**Task material:**
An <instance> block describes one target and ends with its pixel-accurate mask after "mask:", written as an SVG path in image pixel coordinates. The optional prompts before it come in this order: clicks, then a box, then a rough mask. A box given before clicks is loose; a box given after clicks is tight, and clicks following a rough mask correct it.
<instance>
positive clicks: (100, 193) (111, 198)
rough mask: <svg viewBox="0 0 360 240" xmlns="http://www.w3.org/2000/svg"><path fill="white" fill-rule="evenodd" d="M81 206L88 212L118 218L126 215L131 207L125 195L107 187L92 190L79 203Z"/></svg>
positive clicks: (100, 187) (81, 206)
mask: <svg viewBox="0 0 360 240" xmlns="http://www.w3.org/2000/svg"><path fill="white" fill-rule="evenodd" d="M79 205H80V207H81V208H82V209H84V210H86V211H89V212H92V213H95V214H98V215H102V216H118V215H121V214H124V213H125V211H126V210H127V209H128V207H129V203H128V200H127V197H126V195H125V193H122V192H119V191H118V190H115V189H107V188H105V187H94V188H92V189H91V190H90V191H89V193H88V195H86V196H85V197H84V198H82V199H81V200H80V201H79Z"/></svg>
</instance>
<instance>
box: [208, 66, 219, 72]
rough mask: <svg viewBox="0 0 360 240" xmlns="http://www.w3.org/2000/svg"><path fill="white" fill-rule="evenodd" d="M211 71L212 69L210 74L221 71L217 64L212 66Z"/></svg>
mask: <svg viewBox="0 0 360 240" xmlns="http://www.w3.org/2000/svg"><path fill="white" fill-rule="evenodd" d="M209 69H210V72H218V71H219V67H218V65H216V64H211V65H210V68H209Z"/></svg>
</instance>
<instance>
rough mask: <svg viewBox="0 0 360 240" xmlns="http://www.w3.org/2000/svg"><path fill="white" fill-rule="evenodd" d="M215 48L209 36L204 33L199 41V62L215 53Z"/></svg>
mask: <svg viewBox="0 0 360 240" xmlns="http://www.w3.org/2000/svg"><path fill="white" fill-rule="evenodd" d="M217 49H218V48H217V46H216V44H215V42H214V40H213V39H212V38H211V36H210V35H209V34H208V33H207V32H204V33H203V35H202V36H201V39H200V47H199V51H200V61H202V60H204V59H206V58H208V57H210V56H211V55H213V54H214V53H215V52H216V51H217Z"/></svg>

**Exercise requirements:** Type out the entries once more, precisely.

**Response to this task:**
An <instance> block describes one target and ends with its pixel-accurate mask after "mask:", written as an SVG path in image pixel coordinates. The optional prompts before it come in this order: clicks, then a box, then a rough mask. A box given before clicks is loose; a box given after clicks is tight, and clicks following a rough mask correct it.
<instance>
positive clicks: (100, 193) (111, 198)
rough mask: <svg viewBox="0 0 360 240" xmlns="http://www.w3.org/2000/svg"><path fill="white" fill-rule="evenodd" d="M81 206L88 212L118 218L126 215L131 207L125 195L107 187L92 190L79 203Z"/></svg>
positive clicks: (100, 187) (81, 206)
mask: <svg viewBox="0 0 360 240" xmlns="http://www.w3.org/2000/svg"><path fill="white" fill-rule="evenodd" d="M79 205H80V207H81V208H82V209H84V210H86V211H89V212H92V213H95V214H98V215H102V216H118V215H121V214H124V213H125V211H126V210H127V209H128V207H129V203H128V200H127V197H126V195H125V193H122V192H119V191H118V190H115V189H107V188H105V187H94V188H92V189H91V190H90V191H89V193H88V195H86V196H85V197H84V198H82V199H81V200H80V201H79Z"/></svg>
</instance>
<instance>
box: [208, 66, 219, 72]
rough mask: <svg viewBox="0 0 360 240" xmlns="http://www.w3.org/2000/svg"><path fill="white" fill-rule="evenodd" d="M211 71L212 69L210 74L221 71L217 64L212 66Z"/></svg>
mask: <svg viewBox="0 0 360 240" xmlns="http://www.w3.org/2000/svg"><path fill="white" fill-rule="evenodd" d="M209 69H210V72H218V71H219V67H218V65H216V64H211V65H210V68H209Z"/></svg>
</instance>
<instance>
rough mask: <svg viewBox="0 0 360 240" xmlns="http://www.w3.org/2000/svg"><path fill="white" fill-rule="evenodd" d="M215 48L209 36L204 33L199 41V62L215 53Z"/></svg>
mask: <svg viewBox="0 0 360 240" xmlns="http://www.w3.org/2000/svg"><path fill="white" fill-rule="evenodd" d="M217 49H218V48H217V46H216V44H215V42H214V40H213V39H212V38H211V36H210V35H209V34H208V33H207V32H204V33H203V35H202V36H201V39H200V47H199V51H200V61H202V60H204V59H206V58H208V57H210V56H211V55H213V54H214V53H215V52H216V51H217Z"/></svg>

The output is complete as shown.